TASK>
Set out the rows from the line with "# point at: td" up to and including the line with "x=476, y=437" as a numbered list, leaving out any blank lines.

RECORDS>

-- START --

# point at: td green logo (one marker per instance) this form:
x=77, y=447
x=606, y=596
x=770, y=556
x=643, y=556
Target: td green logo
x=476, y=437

-- END --
-- START --

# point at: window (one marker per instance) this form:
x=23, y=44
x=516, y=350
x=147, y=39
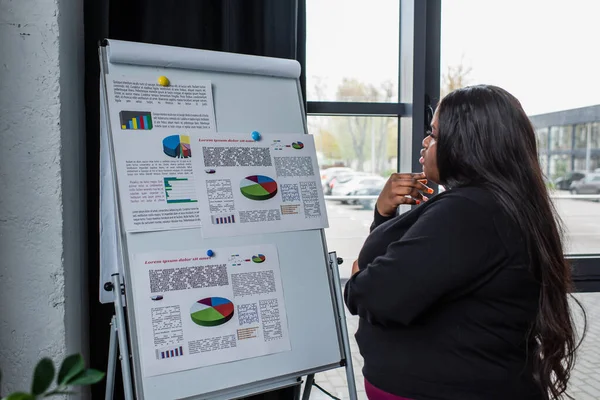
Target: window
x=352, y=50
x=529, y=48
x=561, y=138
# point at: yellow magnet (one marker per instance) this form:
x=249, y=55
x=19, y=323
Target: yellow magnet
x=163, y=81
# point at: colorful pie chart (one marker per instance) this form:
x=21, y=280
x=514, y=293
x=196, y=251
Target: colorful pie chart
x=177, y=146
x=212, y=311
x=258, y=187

-- END --
-- START --

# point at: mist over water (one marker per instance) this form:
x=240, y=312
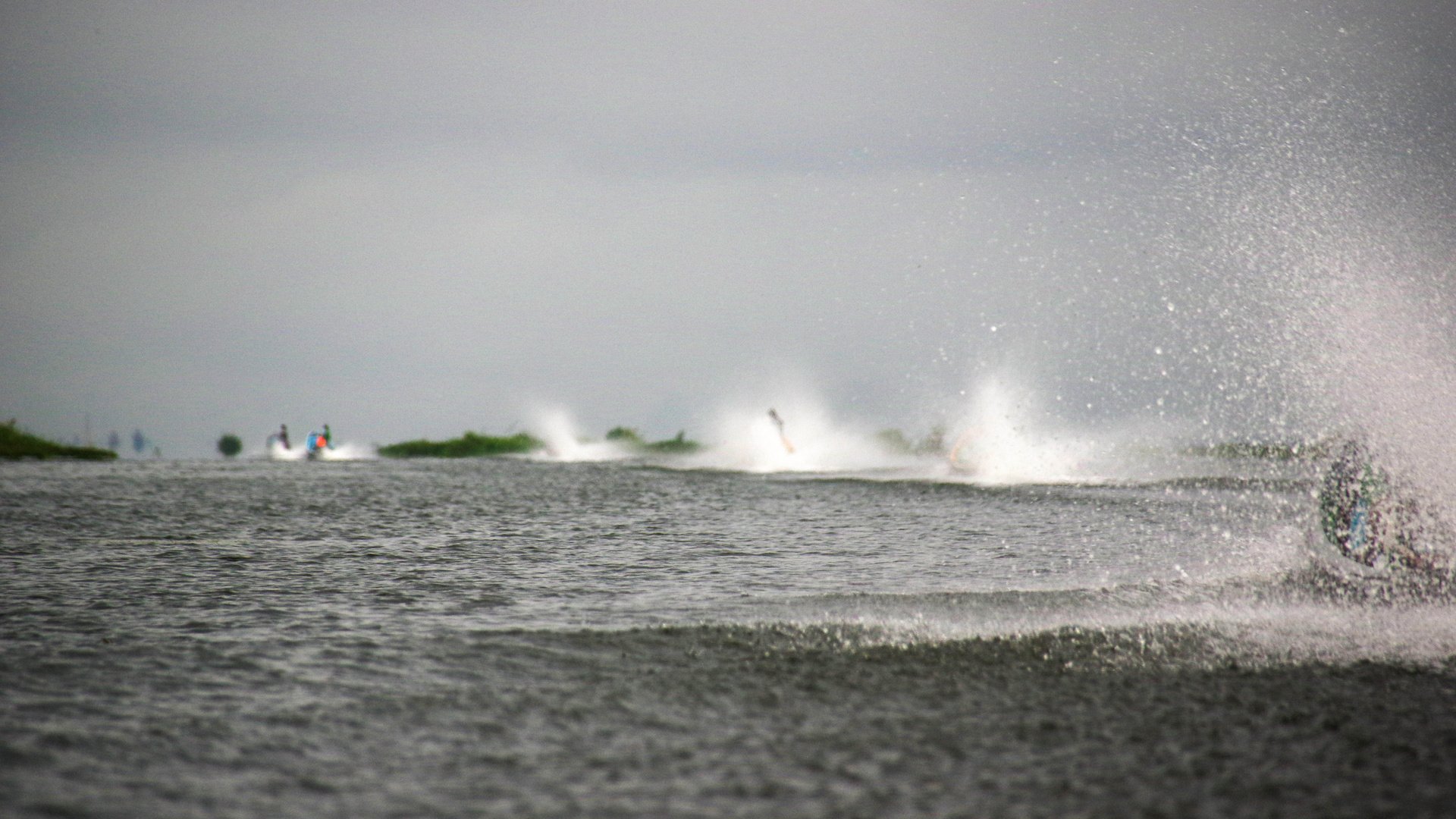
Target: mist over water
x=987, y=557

-- END --

OUTPUT BELOW>
1. # point at: td green logo (one marker per instance) this form:
2. x=77, y=447
3. x=606, y=596
4. x=770, y=556
5. x=643, y=556
6. Target: td green logo
7. x=476, y=437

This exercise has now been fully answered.